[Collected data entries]

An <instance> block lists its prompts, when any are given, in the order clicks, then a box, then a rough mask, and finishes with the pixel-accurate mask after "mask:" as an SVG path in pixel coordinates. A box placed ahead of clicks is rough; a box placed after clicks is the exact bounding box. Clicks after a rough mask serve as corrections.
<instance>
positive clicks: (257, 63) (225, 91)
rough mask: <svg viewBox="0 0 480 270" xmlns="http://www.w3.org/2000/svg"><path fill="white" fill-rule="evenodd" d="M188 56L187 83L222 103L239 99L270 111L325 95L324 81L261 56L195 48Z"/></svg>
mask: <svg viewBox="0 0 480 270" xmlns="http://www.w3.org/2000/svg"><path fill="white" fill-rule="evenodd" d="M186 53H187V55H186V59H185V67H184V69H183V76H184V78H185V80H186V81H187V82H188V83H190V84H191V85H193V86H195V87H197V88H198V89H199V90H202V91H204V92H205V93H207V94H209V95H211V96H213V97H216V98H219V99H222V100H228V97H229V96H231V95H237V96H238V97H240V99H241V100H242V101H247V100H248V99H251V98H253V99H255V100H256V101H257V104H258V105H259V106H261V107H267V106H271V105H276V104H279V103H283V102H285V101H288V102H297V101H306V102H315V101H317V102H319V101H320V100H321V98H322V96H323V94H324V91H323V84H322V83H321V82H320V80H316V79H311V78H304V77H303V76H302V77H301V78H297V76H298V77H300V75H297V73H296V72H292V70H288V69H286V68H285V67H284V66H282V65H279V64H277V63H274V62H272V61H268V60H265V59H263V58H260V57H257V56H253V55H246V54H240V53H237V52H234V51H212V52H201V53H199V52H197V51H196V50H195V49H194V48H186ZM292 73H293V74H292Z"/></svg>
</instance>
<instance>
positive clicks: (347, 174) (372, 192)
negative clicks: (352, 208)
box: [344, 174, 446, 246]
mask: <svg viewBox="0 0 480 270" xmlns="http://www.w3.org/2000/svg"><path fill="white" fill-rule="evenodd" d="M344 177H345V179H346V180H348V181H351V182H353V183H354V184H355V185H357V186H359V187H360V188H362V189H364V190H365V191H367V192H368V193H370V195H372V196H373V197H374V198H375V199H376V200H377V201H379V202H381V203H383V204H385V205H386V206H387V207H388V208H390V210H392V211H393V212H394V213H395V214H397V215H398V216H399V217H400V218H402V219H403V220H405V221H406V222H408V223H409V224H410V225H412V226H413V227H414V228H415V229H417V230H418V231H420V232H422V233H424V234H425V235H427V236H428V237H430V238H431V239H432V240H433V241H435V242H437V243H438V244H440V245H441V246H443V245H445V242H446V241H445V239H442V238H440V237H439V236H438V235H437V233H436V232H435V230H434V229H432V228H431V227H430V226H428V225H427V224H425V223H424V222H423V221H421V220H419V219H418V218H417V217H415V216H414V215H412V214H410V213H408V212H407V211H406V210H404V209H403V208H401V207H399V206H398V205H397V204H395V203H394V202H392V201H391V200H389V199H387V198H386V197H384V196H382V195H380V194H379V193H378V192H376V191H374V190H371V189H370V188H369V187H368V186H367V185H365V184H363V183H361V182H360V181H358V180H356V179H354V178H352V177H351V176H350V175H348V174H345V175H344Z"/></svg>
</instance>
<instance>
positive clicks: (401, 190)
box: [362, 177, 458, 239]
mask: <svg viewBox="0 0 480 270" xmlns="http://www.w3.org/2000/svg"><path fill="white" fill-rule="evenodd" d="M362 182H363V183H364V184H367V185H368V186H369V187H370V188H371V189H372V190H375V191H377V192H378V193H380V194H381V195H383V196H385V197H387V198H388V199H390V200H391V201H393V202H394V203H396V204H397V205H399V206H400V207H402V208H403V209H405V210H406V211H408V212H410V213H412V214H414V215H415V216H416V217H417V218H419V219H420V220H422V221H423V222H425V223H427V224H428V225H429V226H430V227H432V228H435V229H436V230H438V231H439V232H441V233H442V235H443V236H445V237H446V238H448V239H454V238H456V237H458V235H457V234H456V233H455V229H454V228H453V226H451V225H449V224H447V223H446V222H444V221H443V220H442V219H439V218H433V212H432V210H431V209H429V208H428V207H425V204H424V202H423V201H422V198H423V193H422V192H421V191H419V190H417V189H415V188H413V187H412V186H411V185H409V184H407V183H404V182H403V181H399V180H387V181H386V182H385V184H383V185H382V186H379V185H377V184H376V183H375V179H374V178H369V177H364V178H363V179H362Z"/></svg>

• [Task goal] Lay out these lines as a numbered list, leaving out any blank lines.

• [Reply]
1. An <instance> block lists its prompts, when any are given, in the order clicks, then a box, then a rough mask, and finishes with the pixel-accurate mask after "mask:" as an SVG path in pixel coordinates. A box placed ahead of clicks is rough; a box placed after clicks is the exact bounding box. Clicks after a rough mask serve as corrections.
2. <instance>
3. positive clicks: (257, 63) (225, 91)
4. rough mask: <svg viewBox="0 0 480 270" xmlns="http://www.w3.org/2000/svg"><path fill="white" fill-rule="evenodd" d="M188 56L187 83L222 103L239 99L270 111L325 95L324 81L261 56L195 48Z"/></svg>
5. mask: <svg viewBox="0 0 480 270" xmlns="http://www.w3.org/2000/svg"><path fill="white" fill-rule="evenodd" d="M186 53H187V55H186V59H185V67H184V69H183V76H184V78H185V80H186V81H187V82H188V83H190V84H191V85H193V86H195V87H197V88H198V89H199V90H202V91H204V92H205V93H207V94H209V95H211V96H213V97H216V98H219V99H222V100H228V97H229V96H231V95H237V96H238V97H240V99H241V100H242V101H247V100H248V99H251V98H253V99H255V100H256V101H257V104H258V105H259V106H261V107H267V106H271V105H276V104H279V103H283V102H285V101H288V102H297V101H306V102H315V101H317V102H319V101H320V100H321V98H322V96H323V94H324V91H323V84H322V83H321V82H320V80H316V79H311V78H304V77H303V76H302V77H301V78H297V76H298V77H300V75H297V73H296V72H292V70H288V69H286V68H285V67H284V66H282V65H279V64H277V63H274V62H272V61H268V60H265V59H263V58H260V57H257V56H253V55H246V54H240V53H237V52H234V51H212V52H201V53H199V52H197V51H196V50H195V49H194V48H186ZM292 73H293V74H292Z"/></svg>
6. </instance>
7. <instance>
8. positive clicks: (347, 174) (372, 192)
9. negative clicks: (352, 208)
10. box: [344, 174, 446, 246]
11. mask: <svg viewBox="0 0 480 270" xmlns="http://www.w3.org/2000/svg"><path fill="white" fill-rule="evenodd" d="M344 177H345V179H346V180H348V181H351V182H353V183H354V184H355V185H357V186H359V187H360V188H362V189H364V190H365V191H367V192H368V193H370V195H372V196H373V197H374V198H375V199H376V200H377V201H379V202H381V203H383V204H385V205H386V206H387V207H388V208H390V210H392V211H393V212H394V213H395V214H397V215H398V216H399V217H400V218H402V219H403V220H405V221H406V222H408V223H409V224H410V225H412V226H413V227H414V228H415V229H417V230H418V231H420V232H422V233H424V234H425V235H427V236H428V237H430V238H431V239H432V240H433V241H435V242H437V243H438V244H440V245H441V246H443V245H445V242H446V241H445V239H442V238H440V237H439V236H438V235H437V233H436V232H435V230H434V229H432V228H431V227H430V226H428V225H427V224H425V223H424V222H423V221H421V220H419V219H418V218H417V217H415V216H414V215H412V214H410V213H408V212H407V211H406V210H404V209H403V208H401V207H399V206H398V205H397V204H395V203H394V202H392V201H391V200H389V199H387V198H386V197H384V196H382V195H380V194H379V193H378V192H376V191H374V190H371V189H370V188H369V187H368V186H367V185H365V184H363V183H361V182H360V181H358V180H356V179H354V178H352V177H351V176H350V175H348V174H345V175H344Z"/></svg>
12. </instance>
13. <instance>
14. positive clicks: (401, 190)
15. box: [362, 177, 458, 239]
16. mask: <svg viewBox="0 0 480 270" xmlns="http://www.w3.org/2000/svg"><path fill="white" fill-rule="evenodd" d="M362 182H363V183H364V184H367V185H368V186H369V187H370V188H371V189H372V190H375V191H377V192H378V193H380V194H381V195H383V196H385V197H387V198H388V199H390V200H391V201H393V202H394V203H396V204H397V205H399V206H400V207H402V208H403V209H405V210H406V211H408V212H410V213H412V214H414V215H415V216H416V217H417V218H419V219H420V220H422V221H423V222H425V223H427V224H428V225H429V226H430V227H432V228H435V229H436V230H438V231H439V232H441V233H442V235H443V236H445V237H446V238H448V239H454V238H456V237H458V235H457V234H456V233H455V229H454V228H453V226H451V225H449V224H447V223H446V222H444V221H443V220H442V219H439V218H433V212H432V210H431V209H429V208H428V207H425V204H424V202H423V201H422V198H423V193H422V192H421V191H419V190H417V189H415V188H413V187H412V186H411V185H409V184H407V183H404V182H403V181H399V180H387V181H386V182H385V184H383V185H382V186H379V185H377V184H376V183H375V179H374V178H369V177H364V178H363V179H362Z"/></svg>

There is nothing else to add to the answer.